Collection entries

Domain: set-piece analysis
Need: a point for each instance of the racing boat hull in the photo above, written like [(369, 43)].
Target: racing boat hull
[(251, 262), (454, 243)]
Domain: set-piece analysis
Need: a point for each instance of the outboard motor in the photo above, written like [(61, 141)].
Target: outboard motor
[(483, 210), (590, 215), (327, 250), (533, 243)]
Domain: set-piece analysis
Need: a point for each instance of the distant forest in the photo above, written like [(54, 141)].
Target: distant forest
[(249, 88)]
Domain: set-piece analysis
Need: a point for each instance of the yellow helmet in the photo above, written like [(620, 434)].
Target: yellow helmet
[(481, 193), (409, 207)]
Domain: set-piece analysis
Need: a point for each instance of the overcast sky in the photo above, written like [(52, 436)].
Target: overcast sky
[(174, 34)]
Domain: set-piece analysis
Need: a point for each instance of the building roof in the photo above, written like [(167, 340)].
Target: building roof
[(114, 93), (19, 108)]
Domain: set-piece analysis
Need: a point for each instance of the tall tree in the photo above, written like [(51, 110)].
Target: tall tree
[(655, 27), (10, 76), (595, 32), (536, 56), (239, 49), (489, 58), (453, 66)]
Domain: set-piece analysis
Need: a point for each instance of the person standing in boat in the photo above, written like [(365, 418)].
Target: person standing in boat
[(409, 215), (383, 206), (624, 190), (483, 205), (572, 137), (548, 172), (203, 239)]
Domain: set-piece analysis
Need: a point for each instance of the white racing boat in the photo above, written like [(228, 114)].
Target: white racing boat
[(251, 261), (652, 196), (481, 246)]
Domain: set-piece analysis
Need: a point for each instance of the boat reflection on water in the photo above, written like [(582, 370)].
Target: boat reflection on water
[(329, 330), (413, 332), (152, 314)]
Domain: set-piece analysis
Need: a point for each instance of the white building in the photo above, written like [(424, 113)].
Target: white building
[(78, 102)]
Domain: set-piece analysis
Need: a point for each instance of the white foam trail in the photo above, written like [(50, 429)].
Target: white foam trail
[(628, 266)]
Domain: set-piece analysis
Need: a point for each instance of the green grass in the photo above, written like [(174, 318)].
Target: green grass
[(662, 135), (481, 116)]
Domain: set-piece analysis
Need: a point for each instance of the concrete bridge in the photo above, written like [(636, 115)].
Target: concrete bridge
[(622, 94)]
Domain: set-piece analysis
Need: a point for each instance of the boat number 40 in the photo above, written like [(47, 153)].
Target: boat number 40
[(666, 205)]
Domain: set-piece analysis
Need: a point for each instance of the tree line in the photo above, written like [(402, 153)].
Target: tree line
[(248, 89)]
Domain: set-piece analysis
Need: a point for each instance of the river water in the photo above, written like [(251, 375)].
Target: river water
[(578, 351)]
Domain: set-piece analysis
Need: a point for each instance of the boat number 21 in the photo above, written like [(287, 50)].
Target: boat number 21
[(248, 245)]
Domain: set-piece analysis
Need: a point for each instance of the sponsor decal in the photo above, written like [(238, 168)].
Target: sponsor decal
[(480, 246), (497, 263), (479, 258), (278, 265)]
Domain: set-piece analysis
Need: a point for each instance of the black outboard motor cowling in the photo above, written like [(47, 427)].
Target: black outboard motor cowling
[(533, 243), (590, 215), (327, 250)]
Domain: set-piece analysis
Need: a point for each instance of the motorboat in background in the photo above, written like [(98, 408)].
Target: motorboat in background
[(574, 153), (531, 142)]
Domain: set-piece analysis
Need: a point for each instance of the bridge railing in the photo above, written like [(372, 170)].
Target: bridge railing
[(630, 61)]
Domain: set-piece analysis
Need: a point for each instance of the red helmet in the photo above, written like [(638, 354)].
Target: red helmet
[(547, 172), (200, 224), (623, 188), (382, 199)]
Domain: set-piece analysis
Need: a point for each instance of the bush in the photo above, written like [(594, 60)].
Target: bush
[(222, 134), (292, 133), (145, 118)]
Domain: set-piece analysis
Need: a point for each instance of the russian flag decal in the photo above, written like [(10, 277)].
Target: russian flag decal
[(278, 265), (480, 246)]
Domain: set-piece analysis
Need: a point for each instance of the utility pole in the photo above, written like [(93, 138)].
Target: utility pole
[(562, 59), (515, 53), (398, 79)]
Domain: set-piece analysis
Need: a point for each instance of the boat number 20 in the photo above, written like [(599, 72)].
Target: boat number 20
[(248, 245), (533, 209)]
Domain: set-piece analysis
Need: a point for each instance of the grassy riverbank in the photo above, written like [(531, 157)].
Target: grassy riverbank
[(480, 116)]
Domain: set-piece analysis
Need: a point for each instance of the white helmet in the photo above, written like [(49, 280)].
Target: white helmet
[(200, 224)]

### WHAT IS BEING ASKED
Return every line of the rows above that contains the string "foam", treating uppercase and lowercase letters as different.

### CORRECT RESPONSE
Need: a point for each instance of the white foam trail in the photo above, written like [(50, 429)].
Target: white foam trail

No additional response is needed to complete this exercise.